-- Begin Reading text --

AMT has made available, via its MTConnect.org website, open-source reference implementations of code modules that can be used to construct MTConnect adapters, including the MTConnect Agent software and all software used in the IMTS '08 demo and example applications (sensor analysis, configuration discovery, workflow visualization, etc.) compatible with any MTConnect-enabled environment. It will also make available the design documents, draft specifications, and other technical details of MTConnect free of charge.

UNENCUMBERED ROYALTY-FREE LICENSING TERMS
All documentation, specifications, source code, and prototypes developed for MTConnect are made freely available via the MTConnect website under a liberal non-exclusive, royalty-free license agreement [2]. Parties will be free to use, modify, improve or redistribute these artifacts on any terms they wish, or incorporate them into commercial products, without the need of royalty payment. The MTConnect Consortium will publish detailed specifications that will allow a product to carry the "MTConnect? Compliant" certification and use the MTConnect name and logo.

BUILDING ON ESTABLISHED OPEN STANDARDS
Wherever possible, MTConnect leverages existing, widely-deployed, open protocols and standards. This reduces barriers to adoption in three ways:

• ? Existing IT infrastructures do not need to be modified: most are already set up to accommodate the standards on which MTConnect builds.

 

• ? Open standards protect adopters from being locked into proprietary tools and software as their needs evolve.

 

• ? A "knowledge ecology" of high-quality tools, documentation, and (most importantly) trained programmers and technicians has evolved around successful open standards.

 

The reference implementation of MTConnect will transmit data using the globally-deployed HTTP protocol over TCP/IP, using SSL for secure connections and DNS for naming and uniquely identifying machines and sensors. An XML-based data representation will encapsulate the data transmitted among MTConnect principals.

FREQUENTLY ASKED QUESTIONS
Does MTConnect compliance require me to reveal proprietary design information?
No. For example, consider a proprietary real-time spindle compensation mechanism that results in lower operating temperatures and longer tool life. In this scenario, the tool might export actual spindle operating parameters via MTConnect, without revealing the internal state of the controller implementing the proprietary compensation algorithm. The compensator's effect would be visible in the form of more favorable operating parameters being reported by MTConnect, but the details of the algorithm's operation would remain proprietary.

Similarly, consider a proprietary design improvement that allows real-time behavior data about a tool to be gathered inexpensively and reported via MTConnect. Again, the hardware and software details of just how this is done–i.e., the proprietary differentiator–would not be revealed; MTConnect would be used only to provide the behavior data itself, where other vendor's competing tools would not be able to pro-vide that data at all.

Why not specify data types, machine parts, etc. in more detail? Why not make the "universal data dictionary" as large as possible?

To paraphrase William Strunk, "the perfect spec has been achieved not when nothing further can be added, but when nothing more can be taken out [3]." A small, simple spec is easy to understand, lightweight to adopt, and fosters rapid innovation. The key to MTConnect is specifying enough of a framework that it remains possible to define desired additional features and behaviors in terms of what the framework provides. The selection of universal components and the collection of abstractions provided by MTConnect are key to this, which is why those areas are receiving careful attention from a respected group of manufacturing industry representatives as well as software and protocol architects.

-- End Reading text --
-- Begin Entries supplied --

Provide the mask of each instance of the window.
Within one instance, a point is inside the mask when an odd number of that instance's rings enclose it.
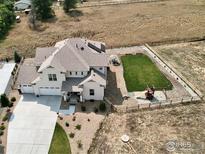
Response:
[[[94,89],[90,89],[90,96],[94,96],[94,95],[95,95]]]
[[[48,74],[48,80],[49,81],[57,81],[56,74]]]

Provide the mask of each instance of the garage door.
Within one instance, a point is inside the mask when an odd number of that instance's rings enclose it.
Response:
[[[40,95],[61,95],[59,87],[40,87]]]
[[[23,85],[21,87],[22,93],[33,93],[33,87],[31,85]]]

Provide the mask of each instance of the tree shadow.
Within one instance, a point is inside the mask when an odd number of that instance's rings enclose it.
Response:
[[[71,10],[68,12],[68,15],[71,17],[80,17],[83,16],[83,12],[80,10]]]

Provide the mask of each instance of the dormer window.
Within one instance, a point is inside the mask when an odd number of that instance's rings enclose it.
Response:
[[[56,74],[48,74],[48,80],[49,81],[57,81]]]

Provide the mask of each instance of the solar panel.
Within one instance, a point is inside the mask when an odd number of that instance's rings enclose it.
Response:
[[[93,50],[97,51],[98,53],[101,53],[101,52],[102,52],[101,49],[99,49],[98,47],[94,46],[93,44],[91,44],[91,43],[89,43],[89,42],[88,42],[88,46],[89,46],[90,48],[92,48]]]

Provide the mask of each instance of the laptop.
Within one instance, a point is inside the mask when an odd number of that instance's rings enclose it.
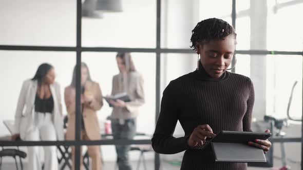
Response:
[[[14,133],[15,127],[14,125],[14,122],[12,120],[5,120],[3,121],[3,123],[7,128],[7,130],[9,131],[11,135],[13,135]]]

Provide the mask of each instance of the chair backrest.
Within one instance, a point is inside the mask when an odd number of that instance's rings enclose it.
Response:
[[[288,104],[287,105],[287,117],[288,117],[289,119],[291,120],[297,121],[302,121],[301,119],[292,118],[290,116],[290,113],[289,113],[289,110],[290,110],[290,106],[291,105],[291,102],[292,101],[293,95],[294,94],[294,90],[295,89],[295,87],[296,87],[296,86],[297,85],[297,83],[298,83],[297,81],[295,81],[295,82],[294,83],[294,84],[293,85],[293,87],[291,89],[291,92],[290,93],[290,96],[289,97],[289,100],[288,101]]]

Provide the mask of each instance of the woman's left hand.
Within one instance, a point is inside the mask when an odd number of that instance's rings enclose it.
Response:
[[[86,103],[90,103],[93,99],[93,96],[92,95],[84,95],[84,102]]]
[[[125,102],[124,101],[119,99],[117,100],[116,101],[111,100],[109,101],[109,103],[115,107],[125,108],[126,107]]]
[[[265,131],[265,133],[270,133],[270,131],[269,130],[267,130]],[[268,139],[267,140],[261,140],[261,139],[256,139],[255,142],[249,142],[248,144],[250,145],[254,146],[255,147],[259,147],[263,150],[264,154],[267,153],[270,147],[272,146],[272,143],[269,141]]]

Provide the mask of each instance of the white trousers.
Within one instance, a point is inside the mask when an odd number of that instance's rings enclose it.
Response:
[[[52,115],[50,113],[45,114],[35,113],[34,128],[29,132],[26,137],[27,141],[55,141],[56,131],[52,122]],[[56,146],[43,146],[44,151],[44,169],[58,170]],[[28,146],[27,170],[41,170],[42,164],[40,159],[39,146]]]

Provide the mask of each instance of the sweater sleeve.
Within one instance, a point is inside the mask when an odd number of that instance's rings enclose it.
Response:
[[[163,92],[160,115],[152,139],[153,148],[159,154],[174,154],[188,148],[188,136],[173,136],[178,115],[182,112],[180,102],[182,97],[178,94],[180,91],[173,84],[173,82],[171,82]]]
[[[247,101],[247,109],[243,118],[243,131],[251,132],[253,108],[255,102],[255,91],[252,80],[249,79],[249,94]]]

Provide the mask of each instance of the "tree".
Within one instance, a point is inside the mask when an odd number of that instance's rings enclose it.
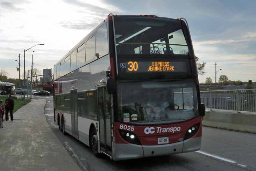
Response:
[[[242,86],[243,85],[243,82],[240,80],[236,81],[235,81],[235,85],[237,86]]]
[[[189,52],[186,50],[183,50],[180,51],[179,53],[180,54],[189,54]],[[195,62],[197,63],[197,72],[201,75],[204,75],[206,73],[204,70],[205,67],[205,65],[206,64],[206,62],[203,61],[201,63],[201,62],[199,61],[199,58],[196,55],[195,55]]]
[[[228,78],[226,75],[222,75],[220,76],[219,82],[222,85],[226,85],[228,83]]]
[[[8,73],[3,68],[0,69],[0,81],[2,82],[7,81],[8,77],[7,77]]]
[[[202,61],[202,63],[199,61],[199,58],[196,55],[195,56],[195,62],[197,62],[197,72],[201,75],[204,75],[206,73],[205,72],[205,67],[206,62]]]
[[[246,84],[246,88],[247,89],[250,89],[253,88],[253,81],[249,80],[248,81],[248,84]]]
[[[207,77],[205,80],[206,84],[211,84],[212,83],[212,80],[211,77]]]

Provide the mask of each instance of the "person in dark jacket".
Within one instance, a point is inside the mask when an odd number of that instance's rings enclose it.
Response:
[[[0,128],[3,128],[3,107],[2,106],[2,101],[0,101]]]
[[[5,100],[5,120],[7,121],[8,119],[8,113],[10,111],[10,115],[11,117],[12,121],[13,121],[13,108],[14,107],[14,101],[12,99],[12,96],[10,95],[8,95],[8,98]]]

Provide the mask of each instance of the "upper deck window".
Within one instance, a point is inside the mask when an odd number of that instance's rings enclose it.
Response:
[[[97,59],[108,53],[107,34],[107,24],[106,23],[104,24],[97,30],[95,52],[95,56]]]
[[[185,54],[189,50],[180,21],[134,16],[115,17],[118,54]]]

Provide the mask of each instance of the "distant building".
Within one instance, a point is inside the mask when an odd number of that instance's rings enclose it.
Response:
[[[43,69],[43,84],[48,84],[51,81],[51,69]],[[46,75],[49,74],[49,75]]]

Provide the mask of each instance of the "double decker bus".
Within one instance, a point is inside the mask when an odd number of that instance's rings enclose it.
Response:
[[[9,82],[0,82],[0,94],[15,94],[15,84]]]
[[[199,150],[201,104],[184,19],[109,14],[54,67],[54,119],[115,161]]]

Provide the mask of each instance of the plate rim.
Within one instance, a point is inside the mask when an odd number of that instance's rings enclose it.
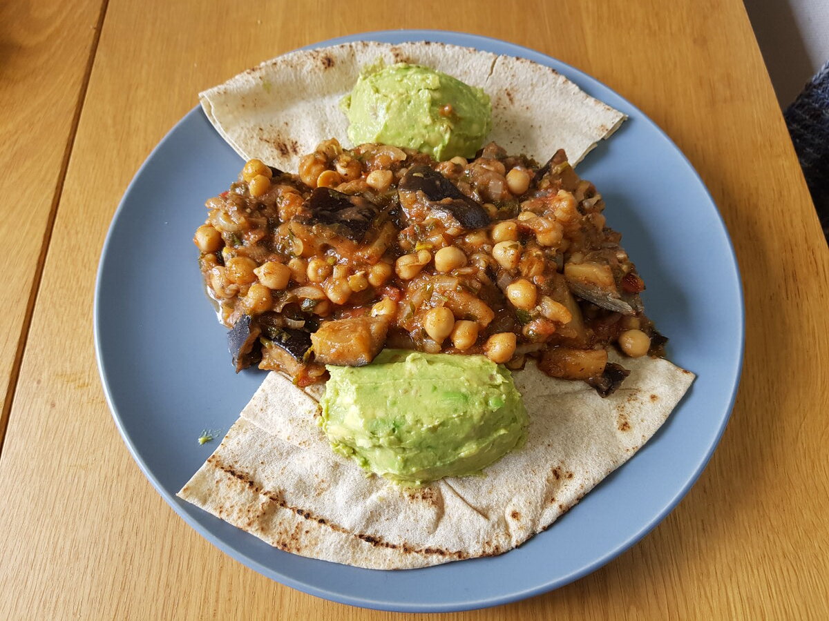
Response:
[[[394,41],[389,41],[388,39],[394,39]],[[546,55],[543,52],[533,50],[524,46],[513,43],[511,41],[504,41],[502,39],[497,39],[495,37],[486,36],[482,35],[476,35],[473,33],[460,32],[455,31],[448,30],[429,30],[429,29],[400,29],[400,30],[385,30],[385,31],[372,31],[367,32],[360,32],[353,35],[346,35],[342,36],[334,37],[332,39],[327,39],[325,41],[321,41],[318,42],[312,43],[310,45],[305,46],[302,48],[298,48],[298,50],[306,50],[313,49],[318,47],[323,47],[327,46],[339,45],[342,43],[360,41],[381,41],[385,42],[401,42],[401,41],[435,41],[439,42],[444,42],[450,45],[463,46],[468,47],[473,47],[477,50],[481,50],[482,51],[488,51],[488,50],[482,49],[480,46],[482,41],[490,44],[492,46],[506,48],[507,51],[500,52],[504,53],[508,55],[516,55],[523,58],[528,58],[531,60],[539,61],[538,59],[542,60],[542,64],[546,66],[550,66],[549,64],[544,63],[543,60],[552,61],[553,64],[560,65],[561,67],[566,68],[566,70],[570,72],[571,75],[574,76],[573,81],[583,89],[588,90],[595,87],[599,87],[601,89],[605,89],[610,91],[613,95],[618,97],[620,100],[623,101],[633,111],[639,115],[639,118],[644,122],[646,124],[650,126],[652,130],[655,130],[657,134],[661,137],[662,141],[667,143],[668,147],[673,151],[676,155],[679,156],[681,161],[684,163],[687,171],[691,172],[691,176],[696,181],[698,186],[704,191],[708,200],[710,201],[711,205],[714,207],[714,214],[718,219],[721,231],[724,233],[724,238],[725,242],[725,246],[728,249],[728,253],[731,259],[730,267],[733,267],[734,277],[736,281],[737,291],[735,291],[737,299],[739,301],[739,308],[736,309],[736,319],[737,324],[739,325],[738,339],[735,342],[737,348],[737,355],[735,357],[735,363],[734,369],[734,378],[730,383],[730,395],[728,400],[728,403],[725,407],[725,412],[722,416],[721,421],[720,422],[719,427],[715,430],[715,434],[711,442],[710,446],[707,449],[705,455],[701,455],[701,460],[700,460],[697,468],[690,474],[686,483],[679,489],[676,490],[676,493],[671,497],[670,501],[666,504],[664,509],[661,511],[657,515],[650,518],[648,522],[645,526],[639,529],[638,531],[633,532],[628,537],[624,542],[617,546],[616,547],[608,551],[605,554],[602,555],[599,558],[595,559],[593,562],[588,564],[587,566],[582,567],[577,571],[571,572],[564,576],[559,576],[555,579],[548,580],[541,584],[538,584],[533,587],[526,589],[523,591],[511,592],[507,595],[501,595],[489,598],[478,598],[473,600],[463,600],[458,599],[457,602],[451,604],[432,604],[429,602],[419,601],[417,603],[411,602],[389,602],[385,600],[370,600],[360,597],[352,597],[347,595],[342,595],[341,593],[333,592],[325,589],[318,588],[313,585],[308,585],[304,583],[299,582],[298,580],[292,578],[291,576],[281,573],[272,567],[266,566],[258,561],[248,556],[243,552],[239,551],[235,549],[230,544],[225,543],[218,537],[213,535],[209,530],[202,527],[198,522],[192,518],[187,512],[181,508],[179,499],[175,494],[168,493],[167,491],[162,487],[158,478],[150,471],[148,465],[141,458],[138,449],[133,443],[130,436],[126,433],[126,430],[124,426],[124,422],[121,419],[121,416],[119,414],[118,410],[114,406],[114,400],[113,394],[111,392],[109,381],[105,373],[105,363],[104,362],[104,354],[102,352],[102,346],[99,339],[99,317],[101,312],[101,280],[102,272],[104,271],[104,262],[106,257],[110,250],[110,245],[113,239],[113,231],[114,227],[113,226],[116,219],[121,215],[124,210],[125,204],[127,203],[127,197],[133,192],[134,185],[137,181],[142,176],[144,169],[149,165],[151,160],[156,156],[157,152],[162,149],[165,143],[171,139],[171,137],[176,132],[181,126],[187,123],[195,115],[201,113],[201,106],[196,104],[193,108],[188,111],[181,119],[179,119],[173,127],[165,134],[165,136],[158,142],[158,143],[153,148],[149,154],[145,157],[144,161],[142,162],[141,166],[138,167],[135,175],[133,176],[132,181],[127,186],[121,197],[119,203],[118,208],[116,209],[114,214],[113,214],[112,221],[110,222],[109,229],[107,232],[106,238],[104,240],[104,245],[101,249],[101,254],[99,260],[98,269],[96,272],[95,278],[95,300],[93,306],[93,328],[95,335],[95,359],[98,366],[99,375],[101,378],[101,383],[104,388],[104,396],[106,398],[107,405],[109,407],[109,411],[112,414],[113,420],[115,422],[115,426],[118,428],[119,433],[121,436],[122,440],[127,445],[130,455],[133,459],[138,464],[140,470],[144,474],[144,476],[149,480],[156,491],[164,498],[165,502],[173,509],[173,511],[181,517],[185,522],[196,530],[201,537],[205,537],[207,541],[212,543],[214,546],[218,547],[222,552],[227,554],[231,558],[242,562],[246,566],[253,569],[259,574],[262,574],[265,577],[271,580],[278,581],[286,586],[296,589],[302,592],[307,593],[311,595],[317,597],[321,597],[332,601],[336,601],[341,604],[345,604],[347,605],[368,608],[378,610],[386,610],[386,611],[395,611],[395,612],[429,612],[429,613],[439,613],[439,612],[458,612],[464,610],[479,609],[482,608],[489,608],[493,606],[498,606],[505,604],[509,604],[511,602],[524,599],[529,597],[533,597],[535,595],[541,595],[551,591],[555,589],[560,588],[567,585],[572,581],[574,581],[593,571],[595,571],[599,568],[604,566],[607,563],[613,561],[614,558],[618,556],[620,554],[628,550],[637,542],[641,541],[648,532],[650,532],[653,528],[655,528],[665,518],[673,511],[679,502],[686,496],[686,494],[690,491],[691,488],[698,480],[700,475],[705,470],[708,463],[710,460],[714,451],[716,450],[720,444],[722,435],[730,419],[731,412],[734,409],[734,405],[737,397],[738,388],[739,386],[739,382],[742,375],[743,361],[744,356],[744,344],[745,344],[745,307],[744,307],[744,298],[743,292],[743,280],[739,271],[739,265],[737,261],[736,253],[734,253],[734,243],[731,240],[730,236],[728,233],[728,229],[725,226],[725,220],[723,219],[722,214],[720,214],[719,209],[717,208],[716,202],[714,200],[713,196],[705,182],[700,176],[697,171],[694,168],[693,165],[688,160],[687,156],[684,152],[674,143],[674,142],[667,136],[667,134],[654,123],[647,115],[642,112],[637,106],[633,104],[627,99],[620,95],[615,90],[611,89],[609,86],[604,84],[604,83],[599,81],[597,79],[590,76],[589,75],[584,73],[584,71],[574,67],[568,63],[563,62],[559,59],[553,56]],[[476,43],[478,45],[476,45]],[[288,51],[284,52],[285,54],[290,53]],[[533,58],[535,57],[535,58]],[[557,68],[554,68],[558,70]],[[570,77],[570,76],[567,76]],[[712,428],[713,429],[713,428]],[[633,458],[635,459],[635,455]],[[183,501],[182,501],[183,502]],[[323,562],[323,561],[320,561]],[[429,568],[425,568],[429,569]],[[279,578],[274,577],[279,576]]]

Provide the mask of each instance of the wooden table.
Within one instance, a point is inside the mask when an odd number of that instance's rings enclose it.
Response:
[[[508,5],[2,4],[0,619],[404,616],[284,587],[186,526],[113,424],[91,310],[119,200],[199,90],[313,41],[399,27],[527,46],[633,101],[702,176],[744,279],[742,385],[687,497],[594,574],[456,618],[829,618],[829,252],[742,3]]]

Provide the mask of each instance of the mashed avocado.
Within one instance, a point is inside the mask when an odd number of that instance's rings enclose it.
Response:
[[[438,161],[473,156],[492,128],[481,89],[419,65],[364,70],[342,107],[355,145],[408,147]]]
[[[512,376],[483,356],[386,349],[366,367],[327,368],[320,402],[332,448],[390,480],[478,474],[523,443]]]

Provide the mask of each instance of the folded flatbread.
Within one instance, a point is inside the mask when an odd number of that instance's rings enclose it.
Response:
[[[315,424],[313,397],[272,373],[178,496],[281,550],[358,567],[501,554],[630,459],[694,378],[662,359],[624,364],[630,375],[603,399],[583,382],[528,363],[514,373],[530,416],[524,447],[484,476],[419,489],[367,476],[333,453]]]
[[[348,122],[340,99],[361,69],[379,59],[424,65],[483,89],[492,102],[488,139],[539,162],[563,148],[574,165],[625,118],[550,67],[429,41],[357,41],[292,52],[206,90],[199,99],[207,118],[245,160],[258,157],[296,171],[300,156],[321,141],[334,137],[346,144]]]

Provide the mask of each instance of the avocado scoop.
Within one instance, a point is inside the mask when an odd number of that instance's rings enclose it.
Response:
[[[492,128],[483,90],[419,65],[364,69],[340,107],[355,145],[406,147],[439,161],[474,156]]]
[[[512,376],[484,356],[385,349],[367,366],[327,369],[332,448],[401,485],[478,474],[524,443]]]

-- End Entries supplied --

Given instruction 1:
Rewrite the paragraph of the MTConnect text that begins "The reference implementation of MTConnect will transmit data" as a short bulleted list that keeps its main facts.
Given instruction 2:
According to the MTConnect text, what does the reference implementation use for naming and uniquely identifying machines and sensors?
Given instruction 3:
Continue the MTConnect text with a new paragraph that picks up after its final sentence.
The listing is material separate from the MTConnect text.

Task result 1:
- Data is transmitted over HTTP on TCP/IP.
- SSL provides secure connections.
- DNS names and uniquely identifies machines and sensors.
- An XML-based data representation encapsulates the data exchanged among MTConnect principals.

Task result 2:
DNS.

Task result 3:
Domain-specific standards such as IPC-CAMX and overarching standards such as OPC-UA have made progress in defining ontologies. Will MTConnect leverage any of this?
We are in consultation with standards-committee representatives and architects of IPC-CAMX, OPC-UA, STEP, and other standards to make sure that the best ideas from those efforts are included in MTConnect (and that the unexpected pitfalls from those efforts are avoided).

Why does MTConnect deal with "low level" telemetry when the information I really care about is "high level" information, such as whether a machine can accept a new workpiece?
Consider a machine equipped with a door that opens when the machine is ready to accept a new work-piece. A sensor can detect whether the door is open or closed; the value of that sensor is the kind of local data with which MTConnect is concerned. It's tempting to conclude that MTConnect should allow ex-pressing the concept "Ready to accept new workpiece," but that concept is really a global condition whose precise definition depends heavily on the specific scenario.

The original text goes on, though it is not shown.